> Aim of the task:
Extract every line of the data below that contains the string "twig", copying each line in full.

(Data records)
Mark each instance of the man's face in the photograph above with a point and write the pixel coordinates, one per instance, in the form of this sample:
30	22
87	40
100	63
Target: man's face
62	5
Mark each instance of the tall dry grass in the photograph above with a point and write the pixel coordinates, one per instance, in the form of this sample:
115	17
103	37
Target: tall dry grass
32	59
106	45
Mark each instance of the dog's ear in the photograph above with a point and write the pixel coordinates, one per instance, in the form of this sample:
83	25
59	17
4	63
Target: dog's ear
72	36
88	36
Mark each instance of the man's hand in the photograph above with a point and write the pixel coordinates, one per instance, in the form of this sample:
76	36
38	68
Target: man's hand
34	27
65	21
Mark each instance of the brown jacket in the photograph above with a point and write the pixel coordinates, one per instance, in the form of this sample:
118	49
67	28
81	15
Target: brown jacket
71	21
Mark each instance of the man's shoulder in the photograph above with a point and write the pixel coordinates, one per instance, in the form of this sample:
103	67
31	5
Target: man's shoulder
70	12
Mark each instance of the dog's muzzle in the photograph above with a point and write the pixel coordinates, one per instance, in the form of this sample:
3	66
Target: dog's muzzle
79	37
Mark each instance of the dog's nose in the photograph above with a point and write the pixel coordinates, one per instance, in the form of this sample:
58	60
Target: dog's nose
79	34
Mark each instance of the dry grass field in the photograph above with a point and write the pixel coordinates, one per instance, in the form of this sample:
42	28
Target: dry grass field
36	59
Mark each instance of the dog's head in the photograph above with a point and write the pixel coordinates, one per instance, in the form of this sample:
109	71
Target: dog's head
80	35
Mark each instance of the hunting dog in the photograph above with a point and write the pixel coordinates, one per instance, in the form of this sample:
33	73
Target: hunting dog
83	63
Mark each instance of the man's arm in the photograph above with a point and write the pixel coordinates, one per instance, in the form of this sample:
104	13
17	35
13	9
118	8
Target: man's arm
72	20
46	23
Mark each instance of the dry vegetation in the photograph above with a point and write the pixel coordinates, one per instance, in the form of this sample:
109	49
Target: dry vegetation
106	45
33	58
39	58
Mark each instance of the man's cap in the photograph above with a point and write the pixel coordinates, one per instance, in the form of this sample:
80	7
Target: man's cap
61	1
--
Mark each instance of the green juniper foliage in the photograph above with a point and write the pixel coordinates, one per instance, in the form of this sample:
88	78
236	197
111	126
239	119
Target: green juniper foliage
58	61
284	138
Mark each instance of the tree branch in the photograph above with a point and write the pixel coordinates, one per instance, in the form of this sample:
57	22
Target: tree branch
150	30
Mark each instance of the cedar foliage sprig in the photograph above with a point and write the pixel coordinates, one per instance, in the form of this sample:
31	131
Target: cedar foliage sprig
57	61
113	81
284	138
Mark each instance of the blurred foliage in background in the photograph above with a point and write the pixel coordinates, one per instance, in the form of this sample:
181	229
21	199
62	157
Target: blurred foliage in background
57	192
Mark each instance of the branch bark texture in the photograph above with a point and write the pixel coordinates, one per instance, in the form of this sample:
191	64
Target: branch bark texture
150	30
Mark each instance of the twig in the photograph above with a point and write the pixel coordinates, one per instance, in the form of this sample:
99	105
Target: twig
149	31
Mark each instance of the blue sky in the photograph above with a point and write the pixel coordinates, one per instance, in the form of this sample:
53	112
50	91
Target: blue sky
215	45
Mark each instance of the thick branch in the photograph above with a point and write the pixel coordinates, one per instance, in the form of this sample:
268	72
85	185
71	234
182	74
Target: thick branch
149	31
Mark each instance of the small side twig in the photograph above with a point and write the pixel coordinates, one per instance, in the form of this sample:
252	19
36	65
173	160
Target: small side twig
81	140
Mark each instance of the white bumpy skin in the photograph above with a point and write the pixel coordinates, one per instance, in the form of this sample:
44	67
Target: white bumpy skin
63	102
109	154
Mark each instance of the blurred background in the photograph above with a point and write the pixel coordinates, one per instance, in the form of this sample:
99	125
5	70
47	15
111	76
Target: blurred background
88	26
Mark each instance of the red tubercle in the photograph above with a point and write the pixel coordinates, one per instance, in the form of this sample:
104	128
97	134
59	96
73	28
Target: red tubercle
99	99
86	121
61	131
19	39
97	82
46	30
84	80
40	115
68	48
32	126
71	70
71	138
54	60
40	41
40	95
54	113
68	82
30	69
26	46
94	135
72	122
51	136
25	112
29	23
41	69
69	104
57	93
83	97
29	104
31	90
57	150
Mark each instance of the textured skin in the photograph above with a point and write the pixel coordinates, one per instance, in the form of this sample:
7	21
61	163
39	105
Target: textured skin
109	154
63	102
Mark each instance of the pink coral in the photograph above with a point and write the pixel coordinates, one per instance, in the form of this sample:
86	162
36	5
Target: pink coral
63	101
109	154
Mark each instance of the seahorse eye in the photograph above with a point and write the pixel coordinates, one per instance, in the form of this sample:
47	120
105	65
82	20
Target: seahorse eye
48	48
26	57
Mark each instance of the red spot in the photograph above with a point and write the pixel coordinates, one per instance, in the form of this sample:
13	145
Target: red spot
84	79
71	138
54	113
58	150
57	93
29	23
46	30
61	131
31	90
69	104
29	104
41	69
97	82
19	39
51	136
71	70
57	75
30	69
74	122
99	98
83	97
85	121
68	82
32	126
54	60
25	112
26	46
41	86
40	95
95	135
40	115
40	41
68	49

> Solution below:
Mark each instance of the twig in the photograph above with a point and write the pixel coordinates, one per instance, in the form of this sample:
Target: twig
Mark each instance of the small side twig in the photograph above with a point and write the pixel coordinates, one per instance, in the form of this sample:
Target: small side twig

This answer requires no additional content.